═══ INFORMATION SHOWN
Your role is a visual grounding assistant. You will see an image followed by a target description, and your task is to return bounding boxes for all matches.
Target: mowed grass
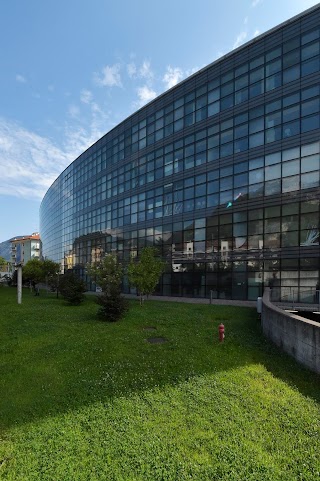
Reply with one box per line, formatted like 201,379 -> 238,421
0,288 -> 320,481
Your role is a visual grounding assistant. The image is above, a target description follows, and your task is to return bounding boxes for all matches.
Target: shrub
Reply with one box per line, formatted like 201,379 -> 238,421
87,254 -> 127,322
59,272 -> 86,305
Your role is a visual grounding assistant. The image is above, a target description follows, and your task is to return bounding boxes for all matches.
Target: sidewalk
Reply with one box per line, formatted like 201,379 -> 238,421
124,294 -> 257,307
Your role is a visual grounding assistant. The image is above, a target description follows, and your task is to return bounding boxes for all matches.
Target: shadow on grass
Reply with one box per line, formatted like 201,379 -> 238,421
0,289 -> 320,429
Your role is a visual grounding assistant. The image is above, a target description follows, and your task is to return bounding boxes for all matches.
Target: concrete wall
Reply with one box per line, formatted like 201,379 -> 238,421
261,288 -> 320,374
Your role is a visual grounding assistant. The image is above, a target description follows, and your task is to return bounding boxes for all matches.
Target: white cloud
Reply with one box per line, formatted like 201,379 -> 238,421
0,118 -> 72,199
127,62 -> 137,78
136,85 -> 157,107
127,60 -> 154,81
80,89 -> 93,104
139,60 -> 153,80
68,104 -> 80,119
94,63 -> 122,87
162,65 -> 183,89
16,74 -> 27,84
0,90 -> 113,200
232,31 -> 248,49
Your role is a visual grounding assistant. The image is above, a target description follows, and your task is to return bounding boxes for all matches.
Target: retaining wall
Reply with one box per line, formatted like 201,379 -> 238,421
261,288 -> 320,374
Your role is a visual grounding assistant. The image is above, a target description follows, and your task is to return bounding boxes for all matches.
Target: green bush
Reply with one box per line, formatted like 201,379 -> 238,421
96,293 -> 128,322
87,254 -> 127,322
59,272 -> 86,306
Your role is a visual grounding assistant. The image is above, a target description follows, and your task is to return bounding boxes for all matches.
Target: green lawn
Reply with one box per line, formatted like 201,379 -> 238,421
0,288 -> 320,481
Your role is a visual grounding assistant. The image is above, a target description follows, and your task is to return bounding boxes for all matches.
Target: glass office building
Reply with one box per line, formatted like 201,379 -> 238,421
40,6 -> 320,299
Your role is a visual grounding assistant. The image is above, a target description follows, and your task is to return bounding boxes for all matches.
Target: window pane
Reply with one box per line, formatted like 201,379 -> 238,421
282,175 -> 300,192
265,164 -> 281,180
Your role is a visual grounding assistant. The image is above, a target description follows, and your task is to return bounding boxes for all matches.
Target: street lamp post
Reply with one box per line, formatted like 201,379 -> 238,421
16,263 -> 22,304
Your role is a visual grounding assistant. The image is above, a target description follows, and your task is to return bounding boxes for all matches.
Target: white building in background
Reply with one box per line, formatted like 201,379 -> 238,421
11,232 -> 41,265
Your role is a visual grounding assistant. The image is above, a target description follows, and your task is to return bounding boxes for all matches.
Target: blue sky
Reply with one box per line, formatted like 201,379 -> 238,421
0,0 -> 318,242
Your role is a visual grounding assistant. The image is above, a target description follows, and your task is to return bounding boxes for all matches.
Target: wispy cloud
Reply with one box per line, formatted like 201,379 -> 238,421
127,62 -> 137,78
0,118 -> 72,199
94,63 -> 122,87
68,104 -> 80,119
162,65 -> 184,89
127,60 -> 154,82
139,60 -> 153,80
80,89 -> 93,104
135,85 -> 157,107
232,31 -> 248,49
16,73 -> 27,84
0,90 -> 113,200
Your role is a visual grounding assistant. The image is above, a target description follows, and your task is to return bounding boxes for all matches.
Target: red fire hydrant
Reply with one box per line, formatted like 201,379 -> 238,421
219,324 -> 224,342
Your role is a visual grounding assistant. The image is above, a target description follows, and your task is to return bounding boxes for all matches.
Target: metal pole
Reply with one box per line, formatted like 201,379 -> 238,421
17,265 -> 22,304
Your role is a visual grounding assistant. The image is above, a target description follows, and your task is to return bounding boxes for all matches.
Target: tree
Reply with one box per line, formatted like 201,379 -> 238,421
87,254 -> 127,322
22,259 -> 60,287
40,259 -> 60,297
59,271 -> 86,305
128,247 -> 165,305
22,259 -> 44,284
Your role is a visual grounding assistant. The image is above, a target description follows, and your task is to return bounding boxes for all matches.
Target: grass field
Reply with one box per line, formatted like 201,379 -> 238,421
0,288 -> 320,481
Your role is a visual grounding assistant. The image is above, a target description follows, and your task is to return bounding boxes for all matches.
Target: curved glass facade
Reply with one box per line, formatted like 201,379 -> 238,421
40,6 -> 320,299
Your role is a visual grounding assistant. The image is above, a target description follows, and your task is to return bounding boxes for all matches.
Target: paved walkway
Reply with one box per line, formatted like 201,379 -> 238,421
86,291 -> 257,307
124,294 -> 257,307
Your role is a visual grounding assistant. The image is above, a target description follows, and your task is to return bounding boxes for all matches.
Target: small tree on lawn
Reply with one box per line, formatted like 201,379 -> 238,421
128,247 -> 165,305
59,271 -> 86,306
22,259 -> 44,284
87,254 -> 127,322
41,259 -> 60,297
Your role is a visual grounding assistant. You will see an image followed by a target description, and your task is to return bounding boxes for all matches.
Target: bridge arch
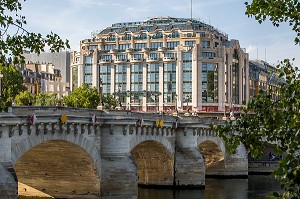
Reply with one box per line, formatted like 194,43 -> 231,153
129,136 -> 174,155
12,133 -> 101,198
11,133 -> 101,173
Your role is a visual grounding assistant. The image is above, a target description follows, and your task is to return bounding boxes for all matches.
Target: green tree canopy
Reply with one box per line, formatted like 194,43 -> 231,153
0,0 -> 69,64
14,91 -> 35,106
245,0 -> 300,44
0,64 -> 26,111
214,60 -> 300,199
63,84 -> 100,109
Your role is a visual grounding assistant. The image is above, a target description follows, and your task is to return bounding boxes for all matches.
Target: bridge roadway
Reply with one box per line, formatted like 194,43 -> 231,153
0,107 -> 248,199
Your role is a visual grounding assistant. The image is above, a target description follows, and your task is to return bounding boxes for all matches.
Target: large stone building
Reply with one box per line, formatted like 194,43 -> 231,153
23,51 -> 70,83
18,62 -> 69,98
71,17 -> 249,112
249,60 -> 283,101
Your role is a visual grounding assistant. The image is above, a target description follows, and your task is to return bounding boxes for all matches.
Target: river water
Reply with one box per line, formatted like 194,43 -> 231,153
138,175 -> 280,199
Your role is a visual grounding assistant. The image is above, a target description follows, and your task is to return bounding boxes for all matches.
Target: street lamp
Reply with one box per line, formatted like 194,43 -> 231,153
174,94 -> 178,113
186,95 -> 190,112
0,72 -> 3,97
99,78 -> 104,107
118,84 -> 122,107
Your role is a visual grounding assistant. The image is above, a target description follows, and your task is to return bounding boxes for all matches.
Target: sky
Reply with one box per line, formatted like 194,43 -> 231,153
22,0 -> 300,66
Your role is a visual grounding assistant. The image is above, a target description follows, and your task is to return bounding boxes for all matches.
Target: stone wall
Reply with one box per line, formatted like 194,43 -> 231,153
15,140 -> 100,198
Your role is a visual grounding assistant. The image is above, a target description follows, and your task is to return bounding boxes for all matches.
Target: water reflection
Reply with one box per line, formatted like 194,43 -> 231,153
138,175 -> 280,199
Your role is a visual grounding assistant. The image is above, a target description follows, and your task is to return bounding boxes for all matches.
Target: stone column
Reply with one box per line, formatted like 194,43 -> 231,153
191,44 -> 202,111
158,62 -> 164,111
126,64 -> 131,110
78,53 -> 85,87
0,126 -> 18,199
174,128 -> 205,187
141,63 -> 148,112
224,145 -> 248,178
92,48 -> 99,88
101,125 -> 138,198
176,48 -> 183,111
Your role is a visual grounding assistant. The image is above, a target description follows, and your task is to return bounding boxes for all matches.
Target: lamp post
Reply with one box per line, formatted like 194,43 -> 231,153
0,72 -> 3,97
186,95 -> 190,112
118,84 -> 122,108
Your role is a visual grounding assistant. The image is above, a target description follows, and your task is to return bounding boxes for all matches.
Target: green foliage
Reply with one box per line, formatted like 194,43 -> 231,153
103,94 -> 119,109
63,84 -> 100,109
214,60 -> 300,199
245,0 -> 300,44
0,64 -> 26,111
14,91 -> 59,106
0,0 -> 69,64
34,93 -> 58,106
14,91 -> 35,106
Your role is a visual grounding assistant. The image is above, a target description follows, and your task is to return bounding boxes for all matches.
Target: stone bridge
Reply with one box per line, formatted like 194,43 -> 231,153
0,107 -> 248,198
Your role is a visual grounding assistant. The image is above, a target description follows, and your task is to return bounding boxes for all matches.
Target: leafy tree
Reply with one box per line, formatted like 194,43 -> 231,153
14,91 -> 35,106
0,0 -> 69,64
0,0 -> 70,111
34,93 -> 58,106
0,64 -> 26,111
214,60 -> 300,199
245,0 -> 300,44
103,94 -> 119,109
213,0 -> 300,199
63,84 -> 100,109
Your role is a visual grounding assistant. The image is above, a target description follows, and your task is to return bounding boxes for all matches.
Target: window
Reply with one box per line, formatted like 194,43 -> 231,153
171,31 -> 180,38
132,54 -> 144,59
164,62 -> 176,103
184,41 -> 196,46
122,34 -> 131,40
147,64 -> 159,103
134,43 -> 147,50
134,33 -> 147,40
115,65 -> 127,103
201,52 -> 216,58
202,62 -> 218,103
104,44 -> 116,50
107,35 -> 116,41
119,44 -> 130,51
88,45 -> 98,50
101,55 -> 111,60
202,41 -> 210,48
116,54 -> 127,59
151,42 -> 163,50
164,53 -> 177,58
99,65 -> 111,95
167,41 -> 179,50
182,52 -> 192,102
149,53 -> 159,58
130,64 -> 143,104
152,32 -> 163,39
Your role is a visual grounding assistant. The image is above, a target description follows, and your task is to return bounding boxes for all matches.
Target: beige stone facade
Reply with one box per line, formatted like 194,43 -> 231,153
76,17 -> 249,112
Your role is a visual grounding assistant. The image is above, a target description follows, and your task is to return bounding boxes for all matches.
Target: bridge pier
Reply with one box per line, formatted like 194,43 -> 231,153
101,155 -> 138,199
0,163 -> 18,199
174,129 -> 205,188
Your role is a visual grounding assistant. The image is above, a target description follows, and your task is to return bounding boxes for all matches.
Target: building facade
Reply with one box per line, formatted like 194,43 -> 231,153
23,51 -> 70,83
19,62 -> 69,98
76,17 -> 249,112
249,60 -> 284,101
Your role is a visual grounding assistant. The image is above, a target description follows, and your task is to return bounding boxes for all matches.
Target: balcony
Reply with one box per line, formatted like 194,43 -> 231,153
99,59 -> 111,64
115,59 -> 127,64
146,57 -> 159,63
126,48 -> 134,53
130,58 -> 144,63
163,57 -> 176,62
109,49 -> 118,54
157,47 -> 168,52
142,48 -> 150,53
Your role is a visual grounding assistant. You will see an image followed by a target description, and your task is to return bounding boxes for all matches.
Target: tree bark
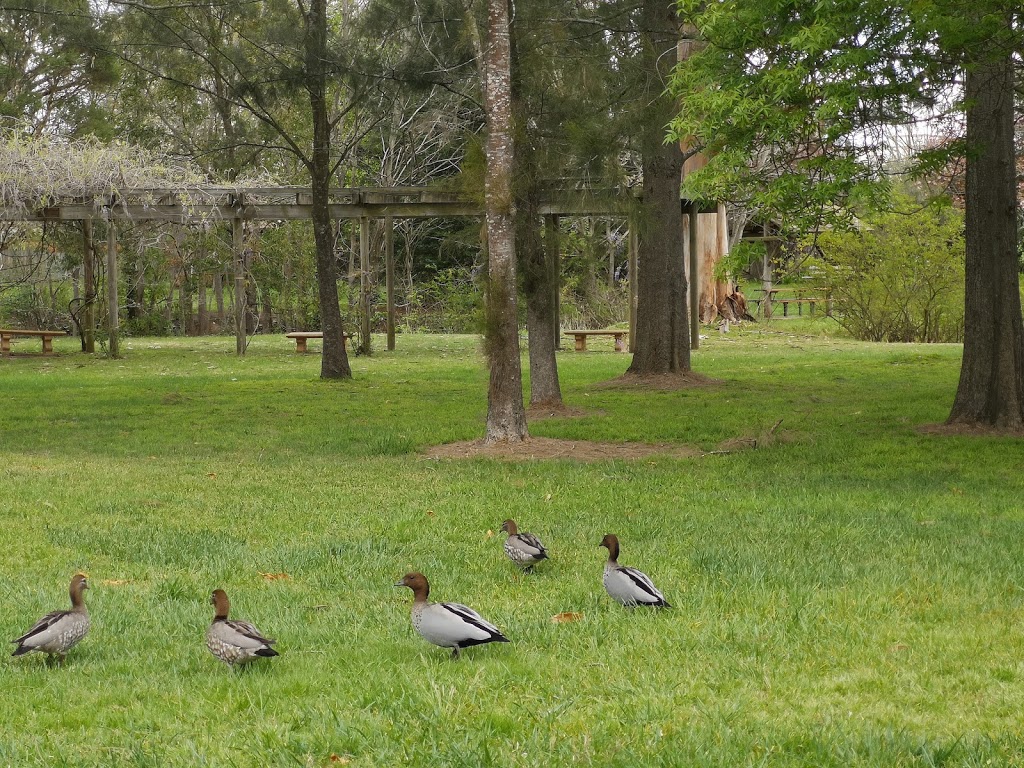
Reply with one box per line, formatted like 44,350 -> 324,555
304,0 -> 352,379
947,48 -> 1024,430
629,0 -> 690,375
481,0 -> 527,443
82,219 -> 96,354
510,4 -> 562,407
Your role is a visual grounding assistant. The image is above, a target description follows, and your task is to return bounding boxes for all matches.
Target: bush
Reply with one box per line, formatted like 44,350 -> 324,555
818,201 -> 964,342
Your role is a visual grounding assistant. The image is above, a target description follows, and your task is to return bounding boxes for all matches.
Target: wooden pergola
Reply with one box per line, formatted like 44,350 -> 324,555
0,185 -> 724,355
══════
*WHAT THE TASK ASKS*:
Count the lines in the rows above that contain the word "cloud" and give only that number.

*ANSWER BELOW*:
2